[begin RECORDS TO USE]
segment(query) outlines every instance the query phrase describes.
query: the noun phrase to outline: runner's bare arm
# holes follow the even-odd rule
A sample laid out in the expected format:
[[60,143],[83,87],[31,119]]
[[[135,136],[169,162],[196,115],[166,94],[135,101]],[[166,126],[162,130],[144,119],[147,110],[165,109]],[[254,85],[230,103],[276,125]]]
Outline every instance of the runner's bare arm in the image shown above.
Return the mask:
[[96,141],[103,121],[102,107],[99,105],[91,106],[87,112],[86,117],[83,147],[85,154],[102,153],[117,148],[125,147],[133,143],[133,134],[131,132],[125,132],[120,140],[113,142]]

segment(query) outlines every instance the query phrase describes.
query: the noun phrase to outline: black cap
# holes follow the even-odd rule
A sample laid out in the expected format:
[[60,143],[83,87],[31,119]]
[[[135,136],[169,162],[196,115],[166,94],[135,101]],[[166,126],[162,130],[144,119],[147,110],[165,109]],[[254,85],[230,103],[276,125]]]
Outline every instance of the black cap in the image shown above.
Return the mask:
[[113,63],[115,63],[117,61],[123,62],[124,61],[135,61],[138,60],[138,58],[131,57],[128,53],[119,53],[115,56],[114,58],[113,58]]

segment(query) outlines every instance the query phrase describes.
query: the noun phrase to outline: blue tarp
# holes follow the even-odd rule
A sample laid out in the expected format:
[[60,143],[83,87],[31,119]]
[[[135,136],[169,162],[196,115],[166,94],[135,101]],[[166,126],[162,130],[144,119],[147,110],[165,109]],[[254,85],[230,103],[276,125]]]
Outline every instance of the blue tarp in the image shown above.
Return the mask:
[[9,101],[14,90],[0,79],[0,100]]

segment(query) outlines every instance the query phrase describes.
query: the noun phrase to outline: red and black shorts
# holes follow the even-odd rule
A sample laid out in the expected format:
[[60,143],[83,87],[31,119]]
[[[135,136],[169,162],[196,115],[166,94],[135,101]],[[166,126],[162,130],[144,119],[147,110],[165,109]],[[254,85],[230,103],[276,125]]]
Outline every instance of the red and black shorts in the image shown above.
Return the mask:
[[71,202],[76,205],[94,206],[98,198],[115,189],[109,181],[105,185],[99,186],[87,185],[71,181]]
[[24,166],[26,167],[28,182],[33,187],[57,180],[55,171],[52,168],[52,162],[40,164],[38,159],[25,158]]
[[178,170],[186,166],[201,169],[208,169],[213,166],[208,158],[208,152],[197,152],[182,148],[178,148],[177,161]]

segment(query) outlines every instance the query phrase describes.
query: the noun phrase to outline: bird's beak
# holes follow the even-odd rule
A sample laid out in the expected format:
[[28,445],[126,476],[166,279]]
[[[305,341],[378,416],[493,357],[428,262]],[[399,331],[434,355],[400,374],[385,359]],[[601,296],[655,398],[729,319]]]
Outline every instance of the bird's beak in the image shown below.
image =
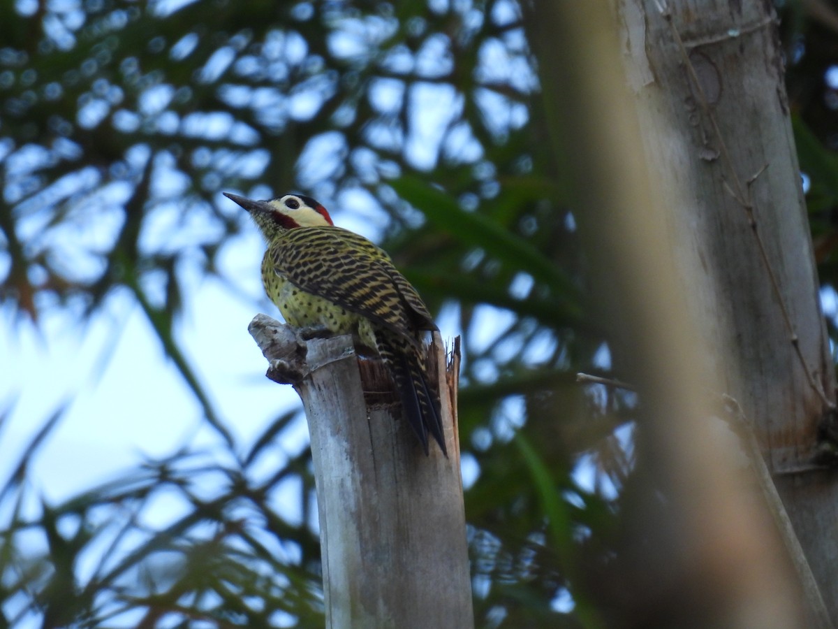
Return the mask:
[[230,199],[231,201],[235,201],[240,205],[241,205],[245,210],[249,212],[252,211],[271,211],[271,205],[267,201],[255,201],[252,199],[246,199],[243,196],[239,196],[238,195],[234,195],[231,192],[222,192],[225,197]]

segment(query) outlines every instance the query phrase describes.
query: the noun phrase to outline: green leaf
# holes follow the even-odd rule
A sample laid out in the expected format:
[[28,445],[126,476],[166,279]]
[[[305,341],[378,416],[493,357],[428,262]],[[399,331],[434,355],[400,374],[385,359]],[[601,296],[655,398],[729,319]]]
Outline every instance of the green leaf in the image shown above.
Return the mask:
[[578,293],[567,276],[532,244],[479,212],[463,211],[447,192],[407,175],[388,183],[400,197],[422,210],[440,231],[484,249],[510,268],[530,273],[561,294]]

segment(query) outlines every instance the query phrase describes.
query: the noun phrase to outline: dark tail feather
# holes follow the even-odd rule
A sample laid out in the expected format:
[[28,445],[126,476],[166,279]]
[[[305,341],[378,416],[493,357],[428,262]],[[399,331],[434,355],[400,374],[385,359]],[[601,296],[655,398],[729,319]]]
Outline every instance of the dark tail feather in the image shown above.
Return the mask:
[[394,348],[388,341],[379,341],[379,353],[390,365],[407,422],[419,438],[426,455],[428,454],[427,434],[430,432],[447,456],[439,400],[427,381],[419,356],[412,347]]

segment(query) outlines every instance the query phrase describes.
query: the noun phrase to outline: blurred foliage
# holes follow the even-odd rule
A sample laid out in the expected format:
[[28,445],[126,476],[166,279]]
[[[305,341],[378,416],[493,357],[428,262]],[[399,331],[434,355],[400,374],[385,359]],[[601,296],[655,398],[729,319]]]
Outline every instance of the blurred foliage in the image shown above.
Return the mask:
[[[786,16],[813,227],[834,239],[838,38],[797,5]],[[574,382],[609,358],[525,26],[515,0],[0,8],[0,296],[83,322],[128,291],[224,443],[33,512],[28,465],[58,411],[0,494],[0,626],[322,626],[308,453],[256,466],[291,417],[235,443],[173,332],[184,269],[235,290],[219,257],[251,227],[220,192],[291,190],[385,216],[382,244],[458,314],[478,625],[586,624],[616,552],[633,399]],[[289,483],[301,522],[275,508]],[[160,524],[167,500],[179,510]]]

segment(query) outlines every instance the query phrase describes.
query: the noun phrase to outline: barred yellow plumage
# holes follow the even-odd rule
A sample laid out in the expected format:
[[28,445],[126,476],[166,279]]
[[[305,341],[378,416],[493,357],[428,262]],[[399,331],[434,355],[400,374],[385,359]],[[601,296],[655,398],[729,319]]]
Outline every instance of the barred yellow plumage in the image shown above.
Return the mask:
[[373,242],[336,227],[311,197],[270,201],[224,193],[247,210],[267,241],[265,291],[289,325],[352,334],[381,356],[410,423],[428,454],[428,433],[447,455],[439,396],[422,354],[422,334],[437,330],[416,289]]

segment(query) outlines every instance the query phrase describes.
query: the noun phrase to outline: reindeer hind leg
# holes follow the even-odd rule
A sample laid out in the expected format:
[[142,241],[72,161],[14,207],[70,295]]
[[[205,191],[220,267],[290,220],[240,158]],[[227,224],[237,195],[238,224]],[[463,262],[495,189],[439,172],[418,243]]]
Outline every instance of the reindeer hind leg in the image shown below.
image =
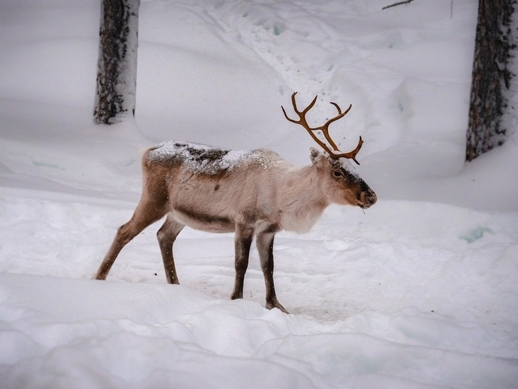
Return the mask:
[[146,227],[159,220],[166,212],[165,201],[157,203],[156,201],[147,201],[143,197],[129,221],[117,230],[94,278],[105,280],[121,250]]

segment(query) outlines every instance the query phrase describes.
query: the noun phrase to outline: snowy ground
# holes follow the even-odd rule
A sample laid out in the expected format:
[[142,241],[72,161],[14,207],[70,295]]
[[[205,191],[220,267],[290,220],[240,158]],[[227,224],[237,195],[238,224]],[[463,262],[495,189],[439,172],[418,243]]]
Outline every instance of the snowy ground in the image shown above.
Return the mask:
[[[98,1],[0,4],[2,388],[512,388],[518,381],[515,135],[465,165],[472,0],[143,0],[136,123],[92,123]],[[194,2],[193,2],[194,3]],[[309,163],[280,105],[353,109],[364,215],[279,233],[264,308],[252,251],[231,301],[233,236],[186,229],[180,286],[153,225],[91,280],[164,139]]]

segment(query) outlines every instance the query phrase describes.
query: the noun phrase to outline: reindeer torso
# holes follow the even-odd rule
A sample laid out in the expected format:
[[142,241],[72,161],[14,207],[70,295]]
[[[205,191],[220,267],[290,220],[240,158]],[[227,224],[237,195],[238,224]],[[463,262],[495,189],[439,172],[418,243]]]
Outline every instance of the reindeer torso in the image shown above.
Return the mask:
[[[144,185],[159,187],[172,216],[214,233],[233,232],[236,225],[257,231],[308,230],[327,205],[313,170],[296,168],[268,150],[177,141],[148,149],[143,158]],[[149,189],[156,193],[159,188]]]

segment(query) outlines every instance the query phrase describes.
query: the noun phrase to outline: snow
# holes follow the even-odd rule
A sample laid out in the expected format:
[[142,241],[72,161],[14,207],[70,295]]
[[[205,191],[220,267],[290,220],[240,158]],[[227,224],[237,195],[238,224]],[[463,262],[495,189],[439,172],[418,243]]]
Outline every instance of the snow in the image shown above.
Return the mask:
[[[512,388],[518,140],[464,163],[476,2],[141,1],[136,120],[92,123],[96,0],[0,4],[0,379],[10,388]],[[451,8],[453,7],[453,8]],[[309,163],[311,124],[378,195],[276,236],[264,307],[252,249],[186,228],[180,285],[155,234],[91,279],[169,139]],[[514,114],[513,114],[514,115]],[[516,123],[515,116],[508,118]]]
[[192,172],[209,175],[232,171],[255,154],[249,150],[229,150],[190,142],[168,141],[151,147],[146,158],[151,161],[180,161]]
[end RECORDS TO USE]
## TASK
Extract each line of the records above in which the word "green" appears.

## EXPECTED OUTPUT
query: the noun phrase to outline: green leaf
Outline every instance of the green leaf in the image shown above.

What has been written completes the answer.